◆ Records supplied
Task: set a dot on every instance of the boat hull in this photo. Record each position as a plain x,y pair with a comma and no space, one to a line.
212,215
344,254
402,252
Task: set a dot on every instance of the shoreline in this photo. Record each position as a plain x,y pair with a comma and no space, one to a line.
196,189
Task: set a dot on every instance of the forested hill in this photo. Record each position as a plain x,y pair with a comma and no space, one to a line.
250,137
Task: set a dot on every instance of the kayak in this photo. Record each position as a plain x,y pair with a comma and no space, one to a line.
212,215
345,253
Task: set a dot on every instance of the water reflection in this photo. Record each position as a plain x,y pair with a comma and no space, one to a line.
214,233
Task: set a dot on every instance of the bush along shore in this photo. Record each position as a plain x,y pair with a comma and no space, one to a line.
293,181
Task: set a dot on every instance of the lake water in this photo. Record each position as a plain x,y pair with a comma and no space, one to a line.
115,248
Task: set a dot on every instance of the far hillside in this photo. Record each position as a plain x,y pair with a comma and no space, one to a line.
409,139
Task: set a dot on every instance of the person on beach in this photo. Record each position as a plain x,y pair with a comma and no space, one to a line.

◆ Short exercise
Copy the listing above line for line, without changing any character.

◆ In response
Task: set a dot on every instance of the boat hull in this photo. Record each position as a plain x,y pair with a comma and no space, one to a line.
212,215
344,254
402,252
Task: set a dot on every instance of the shoreline in this photo. Record each position as a plain x,y pair with a comma and no space, one to a line.
196,189
Task: set a dot on every instance of the forested hill in this photo. Record each position as a plain x,y pair with a comma and no space, one to a line.
250,137
Task: set a dot on every instance of the kayak in this photo. Record each position as a plain x,y pair with a comma and no space, one to a line.
212,215
345,253
Task: set a dot on every instance of the water reflection in this photo. Record each position as a plain x,y pair with a comma and no space, one to a line.
214,233
Task: set a dot on every instance of the bush along shore in this photo. Record each position as a plain x,y pair with a comma and no space, one to a line.
293,181
Task: set a dot on every instance of the lake water in this photo. Record each position as a plain x,y pair with a comma and no space, one to a line.
115,248
Task: set a dot on every instance of the far hillside in this photo. Record each position as a plain x,y pair with a comma and no space, one to a line.
409,139
Task: set a dot on every instance of the person on beach in this photo. Record each position as a plain x,y pair with a comma and no space, one to a line.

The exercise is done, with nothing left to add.